Natural language region descriptions:
* * * * * * * * *
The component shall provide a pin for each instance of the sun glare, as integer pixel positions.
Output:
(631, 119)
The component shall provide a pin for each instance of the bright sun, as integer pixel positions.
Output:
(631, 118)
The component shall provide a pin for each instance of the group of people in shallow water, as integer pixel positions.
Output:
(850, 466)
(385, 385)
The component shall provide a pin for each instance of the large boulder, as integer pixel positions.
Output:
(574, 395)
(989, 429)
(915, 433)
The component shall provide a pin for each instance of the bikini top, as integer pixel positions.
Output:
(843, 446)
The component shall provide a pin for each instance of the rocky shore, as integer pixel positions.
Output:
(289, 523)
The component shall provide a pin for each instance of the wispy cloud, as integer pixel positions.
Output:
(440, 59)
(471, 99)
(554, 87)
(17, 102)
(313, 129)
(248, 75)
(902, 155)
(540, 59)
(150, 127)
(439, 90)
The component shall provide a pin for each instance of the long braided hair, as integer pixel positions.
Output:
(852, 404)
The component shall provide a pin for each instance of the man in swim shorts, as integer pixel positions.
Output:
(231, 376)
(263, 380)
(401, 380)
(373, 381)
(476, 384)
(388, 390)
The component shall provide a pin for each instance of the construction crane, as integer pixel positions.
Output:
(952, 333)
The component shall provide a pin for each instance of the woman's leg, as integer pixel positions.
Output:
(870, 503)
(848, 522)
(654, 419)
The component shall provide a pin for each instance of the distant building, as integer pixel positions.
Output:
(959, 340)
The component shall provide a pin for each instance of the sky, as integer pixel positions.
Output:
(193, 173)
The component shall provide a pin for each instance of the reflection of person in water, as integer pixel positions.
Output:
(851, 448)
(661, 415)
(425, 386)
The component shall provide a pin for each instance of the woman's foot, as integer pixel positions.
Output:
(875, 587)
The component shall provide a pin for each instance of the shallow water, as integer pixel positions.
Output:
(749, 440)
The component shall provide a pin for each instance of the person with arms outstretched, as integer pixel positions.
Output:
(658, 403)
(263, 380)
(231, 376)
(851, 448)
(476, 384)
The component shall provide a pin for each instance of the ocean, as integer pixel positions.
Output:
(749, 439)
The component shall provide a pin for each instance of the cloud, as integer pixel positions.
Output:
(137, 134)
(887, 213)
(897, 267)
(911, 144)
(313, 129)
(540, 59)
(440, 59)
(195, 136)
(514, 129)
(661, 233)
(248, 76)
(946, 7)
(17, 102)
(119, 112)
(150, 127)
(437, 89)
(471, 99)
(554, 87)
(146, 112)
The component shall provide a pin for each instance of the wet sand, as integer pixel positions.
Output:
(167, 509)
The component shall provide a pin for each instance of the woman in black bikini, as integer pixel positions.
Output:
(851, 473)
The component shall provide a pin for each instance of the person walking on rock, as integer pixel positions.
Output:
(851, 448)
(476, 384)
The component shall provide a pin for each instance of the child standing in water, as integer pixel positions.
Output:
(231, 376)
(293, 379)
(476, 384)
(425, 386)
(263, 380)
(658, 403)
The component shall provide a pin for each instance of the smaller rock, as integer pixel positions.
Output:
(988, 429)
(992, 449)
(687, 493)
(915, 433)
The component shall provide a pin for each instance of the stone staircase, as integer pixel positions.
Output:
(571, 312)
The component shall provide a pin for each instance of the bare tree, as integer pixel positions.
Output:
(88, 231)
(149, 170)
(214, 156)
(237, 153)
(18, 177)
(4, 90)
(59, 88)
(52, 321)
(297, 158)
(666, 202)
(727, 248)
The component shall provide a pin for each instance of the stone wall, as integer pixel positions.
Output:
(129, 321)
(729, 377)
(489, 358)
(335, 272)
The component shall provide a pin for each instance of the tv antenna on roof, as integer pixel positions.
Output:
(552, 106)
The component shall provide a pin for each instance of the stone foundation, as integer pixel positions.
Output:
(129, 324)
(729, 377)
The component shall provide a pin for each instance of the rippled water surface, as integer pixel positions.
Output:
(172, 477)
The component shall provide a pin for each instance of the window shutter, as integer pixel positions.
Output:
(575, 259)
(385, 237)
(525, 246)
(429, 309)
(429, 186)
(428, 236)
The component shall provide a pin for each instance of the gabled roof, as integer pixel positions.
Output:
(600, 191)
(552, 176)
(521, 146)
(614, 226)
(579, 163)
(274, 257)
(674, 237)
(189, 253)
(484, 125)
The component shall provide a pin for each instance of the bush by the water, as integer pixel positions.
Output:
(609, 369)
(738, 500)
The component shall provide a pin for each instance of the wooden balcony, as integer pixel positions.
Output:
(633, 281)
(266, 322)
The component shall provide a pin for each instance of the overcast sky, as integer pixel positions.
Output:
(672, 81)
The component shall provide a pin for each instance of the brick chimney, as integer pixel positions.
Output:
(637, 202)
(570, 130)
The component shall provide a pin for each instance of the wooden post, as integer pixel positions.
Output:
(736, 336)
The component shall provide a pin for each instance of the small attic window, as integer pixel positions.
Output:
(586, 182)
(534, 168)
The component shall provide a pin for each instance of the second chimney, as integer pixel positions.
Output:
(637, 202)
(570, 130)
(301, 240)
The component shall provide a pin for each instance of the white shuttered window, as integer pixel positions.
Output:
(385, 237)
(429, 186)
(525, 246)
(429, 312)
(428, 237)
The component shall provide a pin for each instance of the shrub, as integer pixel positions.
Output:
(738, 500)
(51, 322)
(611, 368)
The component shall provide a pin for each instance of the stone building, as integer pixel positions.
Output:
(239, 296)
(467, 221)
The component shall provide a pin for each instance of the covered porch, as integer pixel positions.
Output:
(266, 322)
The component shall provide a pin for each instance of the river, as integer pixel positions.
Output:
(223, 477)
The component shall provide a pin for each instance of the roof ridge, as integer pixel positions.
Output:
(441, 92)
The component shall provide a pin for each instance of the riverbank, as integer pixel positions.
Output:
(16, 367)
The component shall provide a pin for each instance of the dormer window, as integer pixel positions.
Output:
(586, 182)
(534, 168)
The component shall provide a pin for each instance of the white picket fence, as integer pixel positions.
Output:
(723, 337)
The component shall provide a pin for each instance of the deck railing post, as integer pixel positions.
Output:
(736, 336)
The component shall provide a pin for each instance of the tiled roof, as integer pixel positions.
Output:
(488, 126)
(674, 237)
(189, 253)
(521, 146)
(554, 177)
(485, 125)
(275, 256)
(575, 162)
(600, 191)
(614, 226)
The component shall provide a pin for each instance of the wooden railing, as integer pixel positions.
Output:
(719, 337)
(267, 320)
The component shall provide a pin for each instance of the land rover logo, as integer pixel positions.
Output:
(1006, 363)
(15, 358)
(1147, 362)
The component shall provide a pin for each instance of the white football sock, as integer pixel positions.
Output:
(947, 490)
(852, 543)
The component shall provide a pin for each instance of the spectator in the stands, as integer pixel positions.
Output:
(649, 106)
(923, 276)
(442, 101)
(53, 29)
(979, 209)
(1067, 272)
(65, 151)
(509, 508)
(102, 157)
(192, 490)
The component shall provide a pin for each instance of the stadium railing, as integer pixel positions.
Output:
* * * * * * * * *
# INSTRUCTIONS TO FOLLOW:
Look through the entries above; find each line with the word "cloud" and copy it.

# SOLUTION:
The component shall provide a pin for each instance of the wispy cloud, as integer pixel positions.
The component shall provide a pin for each instance of the cloud, as integer pixel positions.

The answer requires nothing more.